- Task -
Set down the material below in full, matching it exactly.

# # # #

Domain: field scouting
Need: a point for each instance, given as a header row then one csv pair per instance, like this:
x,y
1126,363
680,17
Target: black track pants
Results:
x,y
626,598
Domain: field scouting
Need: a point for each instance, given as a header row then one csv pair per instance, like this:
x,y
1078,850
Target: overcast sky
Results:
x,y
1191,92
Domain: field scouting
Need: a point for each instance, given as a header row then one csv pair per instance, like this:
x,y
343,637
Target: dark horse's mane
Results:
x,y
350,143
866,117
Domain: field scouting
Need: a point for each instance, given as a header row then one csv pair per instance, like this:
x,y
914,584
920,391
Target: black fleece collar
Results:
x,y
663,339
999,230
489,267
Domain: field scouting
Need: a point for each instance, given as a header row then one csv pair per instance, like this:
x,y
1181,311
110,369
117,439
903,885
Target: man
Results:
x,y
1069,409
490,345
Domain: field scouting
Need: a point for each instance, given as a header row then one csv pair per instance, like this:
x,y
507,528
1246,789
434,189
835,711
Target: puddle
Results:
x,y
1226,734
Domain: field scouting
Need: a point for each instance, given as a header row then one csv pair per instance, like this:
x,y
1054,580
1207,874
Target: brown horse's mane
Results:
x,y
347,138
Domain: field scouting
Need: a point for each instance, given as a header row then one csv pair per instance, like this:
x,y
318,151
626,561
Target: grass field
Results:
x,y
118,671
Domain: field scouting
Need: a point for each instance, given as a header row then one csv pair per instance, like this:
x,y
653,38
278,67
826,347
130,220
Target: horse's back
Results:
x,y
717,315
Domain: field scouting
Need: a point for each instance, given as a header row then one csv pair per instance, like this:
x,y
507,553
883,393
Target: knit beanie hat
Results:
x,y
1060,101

# # # #

- Solution to this problem -
Domain: field scouting
Need: a point for each instance, given as a header row then one csv pair per instance, like this:
x,y
1126,363
680,17
Target: black track pants
Results:
x,y
626,598
Domain: field scouting
Need: a point for each instance, given as a header row then one csv pair per instance, like this:
x,y
1078,850
Target: overcast sky
Results:
x,y
1191,92
Domain: field scouting
Need: a point for each instance, given as a header row then one csv pair per instance, like this:
x,y
343,637
Target: dark horse's mane
Results:
x,y
350,143
866,117
Domain: field scouting
Need: a point for each instance, given as a header row then one csv pair per instance, like this:
x,y
914,584
920,391
Target: black fleece collar
Results:
x,y
663,339
999,230
489,267
Domain: field scouting
Need: a point for each instance, given as a header row then one csv pair per instance, like this:
x,y
1181,311
110,369
117,439
903,885
Target: man
Results:
x,y
1069,409
490,345
Domain: field scouting
Need: a point for each instance, given as a header row then one csv pair per instance, like this:
x,y
507,528
1246,789
434,189
835,711
Target: puddle
Results:
x,y
1226,734
Domain: field scouting
Need: a point for each instance, given as a header row then one csv pair per instance, like this:
x,y
1054,580
1207,874
Target: brown horse's mane
Results:
x,y
347,138
Domain: field scouting
Need: a point for each instance, given as a header row then one csv pair per instance, like this:
x,y
318,151
626,561
Target: grass field
Results:
x,y
118,671
Domain: field scouting
Need: a point for each instance, given as a header row then one csv pair per instance, like this:
x,y
653,38
278,67
826,347
130,220
Target: horse's back
Results:
x,y
717,315
Domain: field scouting
Need: a point for each instance, given as a header row then one csv pair per instance, like this:
x,y
507,553
883,393
Target: knit beanie hat
Results:
x,y
1060,101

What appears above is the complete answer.